7. Эйдос и структурное развитие этого принципа
7. Эйдос и структурное развитие этого принципа
а) Переходя к структуре эйдоса у Аристотеля, необходимо прежде всего уточнить указанное у нас выше наличие эйдоса среди четырех основных аристотелевских принципов. Главнейшие тексты здесь следующие.
Эйдос вносит различения в материю, поскольку эта последняя, как известно, является у Аристотеля только потенцией бытия, а не самим бытием. Эйдос и причина – тоже разное, и тем не менее эйдос есть причина материи, он создает из нее нечто определенное, благодаря чему только и можно ее назвать субстанцией (De part. an. I 3, 643a 24; Met. VII 17, 1041b 7 – 8). В этом смысле эйдос играет роль модели (paradeigma), как, например, отношение два к одному есть модель, образец для октавы (Phys. II 3, 194b 24 – 26). В этом смысле термины"модель"и"субстанция"(oysia) попадаются не раз. Наконец, у Аристотеля не отсутствуют тексты и о ближайшем соотношении эйдоса с понятием цели. Именно, эйдос и субстанция являются"целью становления"(Met. V 4, 1015a 10)."Эйдосы и цели"являются некоторого рода"обладаниями"(hexeis), в то время как материя в этом смысле только еще подвержена"эйдосам и целям"и является только их потенцией (De gen. et corr. 17, 324b 16 – 17).
━━━━━━━━━━━━━━━━━━━━━━━━━━━━━━
УСЛОВИЕ ЗАДАНИЯ:
Продолжите приведенный выше текст об эйдосе у Аристотеля, начав сразу после его последнего предложения.
━━━━━━━━━━━━━━━━━━━━━━━━━━━━━━
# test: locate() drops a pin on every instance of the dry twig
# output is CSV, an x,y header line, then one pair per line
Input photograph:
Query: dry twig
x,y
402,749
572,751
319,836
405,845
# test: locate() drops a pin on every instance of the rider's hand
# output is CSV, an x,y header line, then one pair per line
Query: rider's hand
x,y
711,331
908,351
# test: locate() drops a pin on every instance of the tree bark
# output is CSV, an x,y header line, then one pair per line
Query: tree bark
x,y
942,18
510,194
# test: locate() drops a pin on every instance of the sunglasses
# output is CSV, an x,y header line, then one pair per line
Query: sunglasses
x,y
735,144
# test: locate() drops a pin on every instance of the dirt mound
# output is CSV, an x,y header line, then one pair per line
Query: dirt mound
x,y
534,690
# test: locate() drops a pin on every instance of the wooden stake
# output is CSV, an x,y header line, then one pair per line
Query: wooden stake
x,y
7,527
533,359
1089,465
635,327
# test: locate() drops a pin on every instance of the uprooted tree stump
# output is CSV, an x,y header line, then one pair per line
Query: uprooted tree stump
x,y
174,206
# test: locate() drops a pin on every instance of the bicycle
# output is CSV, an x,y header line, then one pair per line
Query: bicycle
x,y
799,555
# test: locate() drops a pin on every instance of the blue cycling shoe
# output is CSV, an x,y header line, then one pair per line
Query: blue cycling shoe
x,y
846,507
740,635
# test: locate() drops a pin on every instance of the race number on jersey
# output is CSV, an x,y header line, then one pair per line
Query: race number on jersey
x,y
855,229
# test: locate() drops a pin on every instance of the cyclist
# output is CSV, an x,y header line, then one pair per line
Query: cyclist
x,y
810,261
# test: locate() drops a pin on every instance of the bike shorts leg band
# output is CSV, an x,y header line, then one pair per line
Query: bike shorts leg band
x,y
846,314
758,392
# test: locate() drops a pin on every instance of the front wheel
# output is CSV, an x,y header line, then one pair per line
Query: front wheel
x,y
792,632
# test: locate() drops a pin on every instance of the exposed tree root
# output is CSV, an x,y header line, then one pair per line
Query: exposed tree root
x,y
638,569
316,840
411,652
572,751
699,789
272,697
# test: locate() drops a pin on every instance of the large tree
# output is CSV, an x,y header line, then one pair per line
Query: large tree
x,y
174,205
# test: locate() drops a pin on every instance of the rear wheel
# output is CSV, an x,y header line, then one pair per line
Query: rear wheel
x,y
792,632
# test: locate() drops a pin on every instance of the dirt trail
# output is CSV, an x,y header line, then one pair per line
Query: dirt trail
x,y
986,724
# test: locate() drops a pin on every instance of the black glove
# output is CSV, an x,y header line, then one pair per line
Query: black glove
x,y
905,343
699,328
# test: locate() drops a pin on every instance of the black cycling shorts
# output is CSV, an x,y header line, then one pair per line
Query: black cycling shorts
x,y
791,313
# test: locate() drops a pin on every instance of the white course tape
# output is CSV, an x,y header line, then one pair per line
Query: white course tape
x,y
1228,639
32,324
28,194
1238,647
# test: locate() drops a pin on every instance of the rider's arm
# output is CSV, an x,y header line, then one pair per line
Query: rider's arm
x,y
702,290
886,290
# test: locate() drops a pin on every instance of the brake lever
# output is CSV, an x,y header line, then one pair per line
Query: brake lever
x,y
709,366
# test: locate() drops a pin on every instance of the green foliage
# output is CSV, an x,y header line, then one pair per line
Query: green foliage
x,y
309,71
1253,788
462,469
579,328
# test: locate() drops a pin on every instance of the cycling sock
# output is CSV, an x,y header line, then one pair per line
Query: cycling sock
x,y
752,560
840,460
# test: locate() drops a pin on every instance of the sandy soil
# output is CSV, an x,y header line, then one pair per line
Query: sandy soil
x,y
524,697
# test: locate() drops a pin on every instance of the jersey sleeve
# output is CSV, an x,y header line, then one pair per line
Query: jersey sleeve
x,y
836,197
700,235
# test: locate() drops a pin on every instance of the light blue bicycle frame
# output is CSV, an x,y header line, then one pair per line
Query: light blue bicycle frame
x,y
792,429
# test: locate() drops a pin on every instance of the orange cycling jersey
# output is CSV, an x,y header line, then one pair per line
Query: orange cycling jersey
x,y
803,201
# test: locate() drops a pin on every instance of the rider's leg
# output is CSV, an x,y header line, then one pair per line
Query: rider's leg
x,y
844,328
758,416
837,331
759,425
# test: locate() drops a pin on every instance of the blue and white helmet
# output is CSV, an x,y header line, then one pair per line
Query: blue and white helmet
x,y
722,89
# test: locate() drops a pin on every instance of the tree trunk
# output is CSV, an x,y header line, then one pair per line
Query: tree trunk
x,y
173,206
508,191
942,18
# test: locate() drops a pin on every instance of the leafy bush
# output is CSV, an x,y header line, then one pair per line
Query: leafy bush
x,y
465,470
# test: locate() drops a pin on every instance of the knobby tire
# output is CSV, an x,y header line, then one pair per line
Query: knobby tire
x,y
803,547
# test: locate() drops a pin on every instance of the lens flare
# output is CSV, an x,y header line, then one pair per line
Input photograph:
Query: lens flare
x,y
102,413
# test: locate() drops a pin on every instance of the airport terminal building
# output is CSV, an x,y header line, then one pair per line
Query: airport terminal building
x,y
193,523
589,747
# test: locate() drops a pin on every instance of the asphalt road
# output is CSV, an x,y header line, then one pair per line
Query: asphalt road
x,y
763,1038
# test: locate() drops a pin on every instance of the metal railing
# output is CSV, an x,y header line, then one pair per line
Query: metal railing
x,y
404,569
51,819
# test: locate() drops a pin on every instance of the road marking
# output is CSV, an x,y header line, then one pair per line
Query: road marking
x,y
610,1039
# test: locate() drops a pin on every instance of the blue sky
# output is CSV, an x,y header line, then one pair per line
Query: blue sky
━━━━━━━━━━━━━━━━━━━━━━━━━━━━━━
РЕЗУЛЬТАТ ВЫПОЛНЕНИЯ:
б) Из этого сопоставления эйдоса с тремя другими основными принципами Аристотеля вытекает то существенное свойство эйдоса, что он представляет собою самостоятельную и в смысловом отношении сторону вещи.
Когда Аристотель критикует платоническое учение о материи как о том, что сразу является и большим и малым (ввиду перехода одного в другое), то это"большое–и-малое", по Аристотелю, не может быть ни материей, ни эйдосом, потому что является понятием, соотносимым с величиной. Другими словами, материя и эйдос являются самостоятельными сущностями, а уж потом можно говорить об их соотнесении с другими сущностями (Met. XIV 1, 1088a 20 – 26). Далее, различаться можно либо по эйдосу, либо по случайным признакам. Значит, эйдос относится к субстанции, а не к акциденции (De coel. III 1, 299a 20).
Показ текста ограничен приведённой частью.